Transcribe only the part of the listing below that begins at the line containing "tape shown in this photo." and runs to its final line, keeping both ends.

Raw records

******

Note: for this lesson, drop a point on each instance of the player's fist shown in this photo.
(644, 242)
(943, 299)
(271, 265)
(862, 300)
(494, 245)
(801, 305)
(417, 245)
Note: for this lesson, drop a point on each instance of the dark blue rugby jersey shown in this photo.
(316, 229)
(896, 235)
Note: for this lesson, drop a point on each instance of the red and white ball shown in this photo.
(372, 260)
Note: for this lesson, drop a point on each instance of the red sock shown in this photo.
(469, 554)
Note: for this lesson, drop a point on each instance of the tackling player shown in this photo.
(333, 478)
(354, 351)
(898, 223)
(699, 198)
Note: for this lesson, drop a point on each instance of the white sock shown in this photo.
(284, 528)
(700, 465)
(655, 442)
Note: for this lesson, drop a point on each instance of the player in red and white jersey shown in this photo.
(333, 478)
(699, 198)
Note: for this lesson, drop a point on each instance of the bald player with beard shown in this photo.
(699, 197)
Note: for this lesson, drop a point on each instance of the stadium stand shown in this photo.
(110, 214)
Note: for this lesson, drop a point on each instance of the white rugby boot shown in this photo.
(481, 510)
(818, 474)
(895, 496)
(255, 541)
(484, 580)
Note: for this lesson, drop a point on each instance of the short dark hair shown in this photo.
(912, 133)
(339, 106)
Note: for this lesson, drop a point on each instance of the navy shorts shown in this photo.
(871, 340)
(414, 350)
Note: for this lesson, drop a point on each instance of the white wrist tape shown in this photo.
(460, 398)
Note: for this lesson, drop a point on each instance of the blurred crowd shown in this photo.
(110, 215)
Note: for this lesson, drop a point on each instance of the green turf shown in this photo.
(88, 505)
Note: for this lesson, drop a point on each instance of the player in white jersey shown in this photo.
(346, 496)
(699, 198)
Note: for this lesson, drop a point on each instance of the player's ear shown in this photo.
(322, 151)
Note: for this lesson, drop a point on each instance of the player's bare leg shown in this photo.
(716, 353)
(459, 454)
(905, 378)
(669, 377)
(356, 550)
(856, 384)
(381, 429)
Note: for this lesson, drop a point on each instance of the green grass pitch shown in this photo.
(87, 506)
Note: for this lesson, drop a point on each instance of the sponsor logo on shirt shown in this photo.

******

> **The solution**
Note: for this lesson, drop a point on each instance of the white wrist tape shown in this photo.
(460, 398)
Note: for this lesson, drop a point on each instance of the blurred crowd shown in this photo.
(110, 215)
Note: for this lesson, drop a point on each instance of the green turf shown in this photo.
(88, 505)
Note: for this lesson, drop a point on each instance of the player in white jersey shown in this photo.
(346, 496)
(699, 198)
Note: for this lesson, drop a point on each instance of the player's ear shown in this photo.
(322, 151)
Note: for this lesson, drop a point on each instance of the player's bare leg shown in this photo.
(716, 353)
(459, 454)
(905, 378)
(669, 377)
(356, 550)
(856, 384)
(381, 429)
Note: for this lesson, drop a point on each instance of the green grass pitch shown in this photo.
(87, 506)
Note: for this lesson, drop a point on each instance of the sponsor logo on shirt shown in this photo.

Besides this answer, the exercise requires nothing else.